▶ _Texto propuesto_:
****************

Entre mis recuerdos otoñales de juventud, la lectura febril de Crimen y castigo, de Dostoievski, permanece grabada en mi memoria, incólume, inalterable, como si el tiempo se hubiese detenido. Relaciono ese momento heroico con la caída de las hojas, con una constante y fina lluvia empapando los cristales de la ventana que daba al patio de mi casa. Atormentado en aquellos días por la historia de Raskólnikov, un joven acuciado por las deudas y la miseria, que decide acabar con la vida de una anciana prestamista, cometiendo, a la sazón, un crimen perfecto, me veía arrastrado, además, por la presencia, imponente, de esa joven prostituta, Sonia, ese ángel redentor en la vida del protagonista. Pero era, sobre todo, el epílogo de la novela, con Raskólnikov expiando su crimen en Siberia, el que me había causado un enorme impacto, un éclat, tal como dicen los franceses, es decir, una especie de fulgor, de resplandor. 

En la cárcel siberiana, Raskólnikov se lamenta de su debilidad. Se arrepiente de confesar su culpabilidad, de entregarse a las autoridades. Pero no se arrepiente de su crimen. Su vida transcurre anodina, sin nada a lo que aferrarse, a pesar de que tiene cerca a Sonia, que se ha trasladado a Siberia para estar cerca del condenado. Raskólnikov se ha quedado sin ideas. Está solo, pese a la presencia de los presos, pese a la infatigable fortaleza de Sonia.

****************

[Entradas de datos guardadas]

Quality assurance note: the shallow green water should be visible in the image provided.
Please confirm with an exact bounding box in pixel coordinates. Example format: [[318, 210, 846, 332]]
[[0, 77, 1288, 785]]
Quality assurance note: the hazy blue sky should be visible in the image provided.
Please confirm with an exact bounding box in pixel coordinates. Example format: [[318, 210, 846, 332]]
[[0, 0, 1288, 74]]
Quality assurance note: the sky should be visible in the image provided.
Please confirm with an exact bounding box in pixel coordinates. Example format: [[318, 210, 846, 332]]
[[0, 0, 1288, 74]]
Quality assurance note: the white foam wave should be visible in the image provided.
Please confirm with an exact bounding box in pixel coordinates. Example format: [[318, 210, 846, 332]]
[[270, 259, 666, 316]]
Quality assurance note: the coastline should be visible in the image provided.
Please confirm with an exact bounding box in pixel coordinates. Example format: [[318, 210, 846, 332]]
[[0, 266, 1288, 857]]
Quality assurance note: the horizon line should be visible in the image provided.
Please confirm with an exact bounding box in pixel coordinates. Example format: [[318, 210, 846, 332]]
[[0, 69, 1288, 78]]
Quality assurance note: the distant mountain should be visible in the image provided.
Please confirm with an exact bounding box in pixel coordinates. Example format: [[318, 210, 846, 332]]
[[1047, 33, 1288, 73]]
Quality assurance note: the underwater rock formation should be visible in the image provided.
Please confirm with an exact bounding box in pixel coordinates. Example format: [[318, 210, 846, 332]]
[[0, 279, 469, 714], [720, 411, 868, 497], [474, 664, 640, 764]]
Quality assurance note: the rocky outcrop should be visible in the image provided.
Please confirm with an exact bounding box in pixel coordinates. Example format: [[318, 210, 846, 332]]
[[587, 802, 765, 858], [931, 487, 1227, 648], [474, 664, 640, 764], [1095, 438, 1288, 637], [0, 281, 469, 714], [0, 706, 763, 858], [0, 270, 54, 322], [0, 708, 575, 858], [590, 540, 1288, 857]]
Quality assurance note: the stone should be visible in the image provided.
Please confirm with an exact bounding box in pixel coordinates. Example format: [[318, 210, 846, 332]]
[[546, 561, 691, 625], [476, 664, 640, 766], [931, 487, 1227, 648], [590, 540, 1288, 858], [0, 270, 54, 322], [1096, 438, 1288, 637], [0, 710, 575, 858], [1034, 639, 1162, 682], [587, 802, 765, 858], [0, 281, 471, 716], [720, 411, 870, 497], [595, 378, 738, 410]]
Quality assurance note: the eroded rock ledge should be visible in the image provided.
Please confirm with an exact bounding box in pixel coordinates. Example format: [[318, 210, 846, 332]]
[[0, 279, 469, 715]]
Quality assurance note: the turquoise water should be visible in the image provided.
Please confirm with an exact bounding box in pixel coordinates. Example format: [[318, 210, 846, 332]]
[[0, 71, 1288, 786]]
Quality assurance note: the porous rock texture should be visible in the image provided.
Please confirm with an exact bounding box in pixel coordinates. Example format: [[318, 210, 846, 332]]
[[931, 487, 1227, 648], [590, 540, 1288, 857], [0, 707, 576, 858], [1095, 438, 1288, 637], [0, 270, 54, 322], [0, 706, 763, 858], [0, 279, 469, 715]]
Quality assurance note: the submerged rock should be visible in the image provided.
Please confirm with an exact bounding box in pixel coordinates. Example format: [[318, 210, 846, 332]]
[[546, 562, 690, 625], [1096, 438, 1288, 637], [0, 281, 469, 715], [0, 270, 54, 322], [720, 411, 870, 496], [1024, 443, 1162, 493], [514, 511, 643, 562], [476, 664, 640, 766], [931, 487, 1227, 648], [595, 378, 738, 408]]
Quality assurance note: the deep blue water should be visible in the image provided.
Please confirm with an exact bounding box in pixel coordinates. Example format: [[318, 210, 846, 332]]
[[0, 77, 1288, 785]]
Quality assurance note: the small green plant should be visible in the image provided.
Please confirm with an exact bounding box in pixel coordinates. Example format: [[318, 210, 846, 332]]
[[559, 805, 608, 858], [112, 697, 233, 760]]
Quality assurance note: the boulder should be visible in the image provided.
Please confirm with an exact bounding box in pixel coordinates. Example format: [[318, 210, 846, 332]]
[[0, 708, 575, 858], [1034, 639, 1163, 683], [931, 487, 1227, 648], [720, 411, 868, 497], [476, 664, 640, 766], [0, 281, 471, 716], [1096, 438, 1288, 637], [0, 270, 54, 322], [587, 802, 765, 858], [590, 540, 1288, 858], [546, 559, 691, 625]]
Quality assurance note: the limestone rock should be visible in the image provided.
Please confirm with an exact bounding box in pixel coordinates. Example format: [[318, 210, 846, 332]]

****************

▶ _Qué hacer_:
¿Puedes copiar el pasaje del texto sobre Crimen y castigo que va de "En la cárcel" a "fortaleza de Sonia." y renombrar a "Sonia" como "Sofía"? Recurre solo al texto, sin nada más.

▶ _Respuesta_:
En la cárcel siberiana, Raskólnikov se lamenta de su debilidad. Se arrepiente de confesar su culpabilidad, de entregarse a las autoridades. Pero no se arrepiente de su crimen. Su vida transcurre anodina, sin nada a lo que aferrarse, a pesar de que tiene cerca a Sofía, que se ha trasladado a Siberia para estar cerca del condenado. Raskólnikov se ha quedado sin ideas. Está solo, pese a la presencia de los presos, pese a la infatigable fortaleza de Sofía.